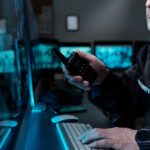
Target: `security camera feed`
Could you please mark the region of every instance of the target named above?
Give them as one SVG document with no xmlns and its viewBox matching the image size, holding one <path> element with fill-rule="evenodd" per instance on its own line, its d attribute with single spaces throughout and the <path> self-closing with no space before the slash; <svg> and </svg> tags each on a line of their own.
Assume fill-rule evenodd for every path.
<svg viewBox="0 0 150 150">
<path fill-rule="evenodd" d="M 52 49 L 54 45 L 51 44 L 38 44 L 33 47 L 33 66 L 36 69 L 57 69 L 60 68 L 60 62 L 58 59 L 55 59 L 52 54 Z"/>
<path fill-rule="evenodd" d="M 32 47 L 32 68 L 33 69 L 59 69 L 61 68 L 60 61 L 52 54 L 52 44 L 36 44 Z M 21 68 L 26 69 L 25 48 L 20 48 L 21 53 Z"/>
<path fill-rule="evenodd" d="M 91 46 L 60 46 L 59 50 L 66 58 L 68 58 L 72 52 L 77 50 L 87 54 L 92 54 Z"/>
<path fill-rule="evenodd" d="M 125 69 L 132 66 L 132 45 L 96 45 L 95 55 L 112 69 Z"/>
</svg>

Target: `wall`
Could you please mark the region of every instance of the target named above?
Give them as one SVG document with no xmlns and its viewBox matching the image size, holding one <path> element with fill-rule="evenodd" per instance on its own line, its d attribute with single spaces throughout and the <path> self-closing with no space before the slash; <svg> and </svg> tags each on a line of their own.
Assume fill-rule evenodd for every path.
<svg viewBox="0 0 150 150">
<path fill-rule="evenodd" d="M 61 41 L 145 40 L 143 0 L 54 0 L 54 36 Z M 65 17 L 78 14 L 80 29 L 67 32 Z"/>
</svg>

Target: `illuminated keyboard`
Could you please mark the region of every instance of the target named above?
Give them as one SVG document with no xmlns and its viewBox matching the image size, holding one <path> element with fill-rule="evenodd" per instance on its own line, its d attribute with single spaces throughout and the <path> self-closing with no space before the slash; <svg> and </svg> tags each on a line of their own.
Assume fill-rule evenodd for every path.
<svg viewBox="0 0 150 150">
<path fill-rule="evenodd" d="M 82 144 L 78 139 L 80 134 L 92 128 L 89 124 L 57 123 L 56 127 L 65 150 L 91 150 L 88 145 Z"/>
<path fill-rule="evenodd" d="M 0 128 L 0 150 L 4 149 L 11 134 L 11 128 Z"/>
</svg>

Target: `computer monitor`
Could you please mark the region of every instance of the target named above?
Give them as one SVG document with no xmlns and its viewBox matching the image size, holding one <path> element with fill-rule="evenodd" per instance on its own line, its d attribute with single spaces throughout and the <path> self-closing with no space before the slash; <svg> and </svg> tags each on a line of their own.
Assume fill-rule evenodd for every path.
<svg viewBox="0 0 150 150">
<path fill-rule="evenodd" d="M 90 43 L 60 43 L 59 50 L 65 57 L 69 57 L 73 51 L 77 50 L 87 54 L 93 53 Z"/>
<path fill-rule="evenodd" d="M 58 41 L 56 39 L 49 38 L 39 38 L 36 42 L 33 42 L 33 69 L 60 68 L 60 62 L 52 54 L 52 49 L 57 45 Z"/>
<path fill-rule="evenodd" d="M 126 69 L 133 64 L 133 44 L 130 41 L 95 42 L 94 54 L 114 70 Z"/>
</svg>

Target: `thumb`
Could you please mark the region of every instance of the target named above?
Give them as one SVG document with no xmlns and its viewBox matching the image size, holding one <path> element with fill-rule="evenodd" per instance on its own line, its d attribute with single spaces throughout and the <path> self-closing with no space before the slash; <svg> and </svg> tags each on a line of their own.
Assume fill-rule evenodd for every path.
<svg viewBox="0 0 150 150">
<path fill-rule="evenodd" d="M 81 52 L 81 51 L 76 51 L 79 56 L 85 60 L 87 60 L 88 62 L 91 62 L 91 56 L 90 54 L 87 54 L 87 53 L 84 53 L 84 52 Z"/>
</svg>

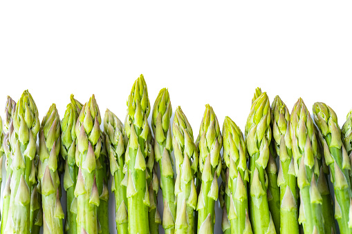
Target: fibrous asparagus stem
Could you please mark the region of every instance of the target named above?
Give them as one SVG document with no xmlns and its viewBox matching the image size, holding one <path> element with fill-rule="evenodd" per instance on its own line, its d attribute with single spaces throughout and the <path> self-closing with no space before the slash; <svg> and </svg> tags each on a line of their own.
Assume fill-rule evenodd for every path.
<svg viewBox="0 0 352 234">
<path fill-rule="evenodd" d="M 313 105 L 314 121 L 319 128 L 319 139 L 325 162 L 330 168 L 331 182 L 335 191 L 335 218 L 340 232 L 352 233 L 352 202 L 351 191 L 351 164 L 342 144 L 337 117 L 326 104 L 316 102 Z"/>
<path fill-rule="evenodd" d="M 291 112 L 290 133 L 301 199 L 298 222 L 303 225 L 304 233 L 323 233 L 322 198 L 317 184 L 319 172 L 317 140 L 311 114 L 301 98 Z"/>
<path fill-rule="evenodd" d="M 131 234 L 149 233 L 148 209 L 151 205 L 150 197 L 153 196 L 149 196 L 147 177 L 150 178 L 153 175 L 150 175 L 146 169 L 148 166 L 151 172 L 154 164 L 154 160 L 149 164 L 147 159 L 148 151 L 151 150 L 151 146 L 147 142 L 151 134 L 147 121 L 149 112 L 148 91 L 141 75 L 133 84 L 127 100 L 127 115 L 124 123 L 129 138 L 125 162 L 128 176 L 129 232 Z"/>
<path fill-rule="evenodd" d="M 1 191 L 2 196 L 3 198 L 3 210 L 1 213 L 1 233 L 5 233 L 5 227 L 7 224 L 8 208 L 10 207 L 10 197 L 11 195 L 11 190 L 10 188 L 10 177 L 12 175 L 12 169 L 11 164 L 12 162 L 12 157 L 14 154 L 14 149 L 11 147 L 12 137 L 15 137 L 13 128 L 13 116 L 15 115 L 15 111 L 16 110 L 16 102 L 12 100 L 11 97 L 8 96 L 6 99 L 6 104 L 5 108 L 5 121 L 3 124 L 5 135 L 3 140 L 1 142 L 3 146 L 3 151 L 6 159 L 3 158 L 3 161 L 5 162 L 5 168 L 6 169 L 6 185 L 3 191 Z M 14 140 L 15 141 L 15 138 Z"/>
<path fill-rule="evenodd" d="M 102 133 L 102 148 L 96 164 L 97 188 L 100 199 L 98 207 L 98 220 L 100 225 L 100 233 L 109 234 L 109 189 L 108 181 L 110 171 L 109 157 L 106 148 L 105 134 Z"/>
<path fill-rule="evenodd" d="M 292 157 L 290 113 L 279 96 L 272 101 L 271 113 L 274 138 L 272 142 L 274 153 L 279 158 L 277 184 L 280 187 L 280 233 L 299 233 L 298 193 L 295 162 Z M 277 233 L 279 233 L 277 228 Z"/>
<path fill-rule="evenodd" d="M 14 155 L 10 166 L 12 169 L 10 183 L 11 195 L 7 222 L 2 230 L 5 233 L 26 234 L 32 232 L 32 221 L 35 218 L 31 211 L 36 211 L 40 207 L 34 189 L 37 183 L 34 159 L 40 124 L 37 106 L 28 90 L 24 92 L 17 102 L 12 117 L 14 132 L 11 135 L 11 147 L 14 148 Z M 40 216 L 40 212 L 38 215 Z M 36 223 L 40 225 L 39 220 Z"/>
<path fill-rule="evenodd" d="M 274 233 L 275 228 L 268 203 L 266 173 L 271 141 L 270 107 L 266 92 L 253 100 L 246 125 L 247 150 L 250 155 L 250 220 L 254 233 Z"/>
<path fill-rule="evenodd" d="M 225 187 L 225 191 L 226 194 L 229 193 L 227 212 L 231 233 L 252 233 L 248 216 L 247 182 L 249 177 L 247 149 L 242 132 L 228 117 L 225 117 L 223 139 L 223 159 L 229 168 L 228 177 L 226 178 L 228 186 Z"/>
<path fill-rule="evenodd" d="M 113 175 L 111 191 L 115 194 L 116 230 L 118 233 L 128 233 L 128 215 L 127 197 L 127 170 L 124 162 L 127 136 L 120 119 L 106 109 L 104 117 L 105 142 L 109 155 L 110 172 Z"/>
<path fill-rule="evenodd" d="M 314 126 L 314 130 L 317 136 L 319 135 L 319 130 L 316 125 Z M 335 226 L 333 197 L 330 194 L 329 184 L 330 173 L 328 166 L 325 163 L 325 159 L 323 155 L 323 149 L 320 139 L 318 137 L 317 156 L 318 164 L 320 168 L 319 178 L 317 179 L 317 186 L 319 192 L 322 195 L 322 211 L 324 217 L 324 227 L 325 233 L 336 233 L 336 227 Z"/>
<path fill-rule="evenodd" d="M 199 130 L 199 171 L 201 185 L 198 197 L 198 233 L 214 232 L 215 201 L 218 199 L 217 179 L 221 172 L 220 150 L 223 137 L 219 121 L 210 105 L 205 106 Z"/>
<path fill-rule="evenodd" d="M 93 95 L 83 106 L 77 120 L 75 130 L 77 136 L 76 164 L 78 166 L 74 195 L 77 199 L 77 233 L 88 234 L 100 231 L 98 220 L 100 204 L 96 184 L 98 159 L 102 149 L 100 113 Z"/>
<path fill-rule="evenodd" d="M 77 199 L 75 197 L 78 166 L 75 155 L 79 153 L 77 147 L 75 124 L 82 110 L 82 104 L 71 96 L 71 102 L 67 105 L 65 115 L 61 121 L 61 155 L 65 161 L 64 188 L 66 192 L 66 216 L 65 232 L 68 234 L 77 233 Z M 78 155 L 77 155 L 78 156 Z"/>
<path fill-rule="evenodd" d="M 160 187 L 164 201 L 163 227 L 165 233 L 174 233 L 176 204 L 175 182 L 172 169 L 172 139 L 170 118 L 172 115 L 170 98 L 167 89 L 163 88 L 156 97 L 153 108 L 151 128 L 154 133 L 155 159 L 159 163 Z M 171 217 L 167 217 L 171 215 Z"/>
<path fill-rule="evenodd" d="M 57 161 L 61 146 L 60 119 L 53 104 L 43 118 L 39 130 L 38 179 L 41 184 L 44 233 L 63 233 L 64 212 L 59 196 L 60 178 Z"/>
<path fill-rule="evenodd" d="M 180 106 L 175 111 L 172 130 L 177 173 L 175 183 L 175 194 L 177 196 L 175 230 L 176 233 L 192 234 L 194 233 L 194 213 L 197 204 L 194 180 L 198 157 L 192 127 Z"/>
</svg>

• • • • •

▶ **Problem statement**
Copy everything from the line containing "Target: fibrous asparagus stem" down to the line containing "131 234 L 149", both lines included, and add 120 to every number in the SVG lines (the viewBox values and the path coordinates alike), leaving all other lines unchanged.

▶ **Exercise result**
Target: fibrous asparagus stem
Could you please mark the region of every instance of the target named above?
Give them as one SVG document with no xmlns and its viewBox matching the image size, holding one <path> element with fill-rule="evenodd" per instance on its own line, its d attribute with single spaces throughout and the <path> self-closing with no space before the slash; <svg> and </svg> tags each on a line of their own.
Assume fill-rule evenodd for every path.
<svg viewBox="120 120 472 354">
<path fill-rule="evenodd" d="M 433 225 L 434 241 L 439 248 L 439 259 L 445 282 L 450 288 L 451 302 L 455 311 L 455 338 L 460 352 L 472 353 L 472 322 L 471 311 L 471 284 L 462 264 L 457 237 L 446 224 L 436 222 Z"/>
<path fill-rule="evenodd" d="M 411 232 L 410 253 L 421 319 L 418 342 L 423 345 L 424 353 L 443 353 L 442 318 L 437 304 L 439 292 L 437 260 L 431 234 L 421 218 Z"/>
<path fill-rule="evenodd" d="M 251 354 L 269 353 L 268 329 L 271 325 L 270 317 L 273 316 L 269 316 L 267 297 L 270 298 L 273 295 L 270 295 L 266 289 L 268 286 L 271 292 L 274 284 L 274 280 L 269 284 L 267 279 L 268 271 L 271 270 L 271 266 L 267 262 L 271 254 L 267 241 L 269 232 L 268 211 L 261 195 L 253 204 L 247 220 L 247 235 L 244 243 L 249 258 L 245 282 L 248 296 L 249 352 Z"/>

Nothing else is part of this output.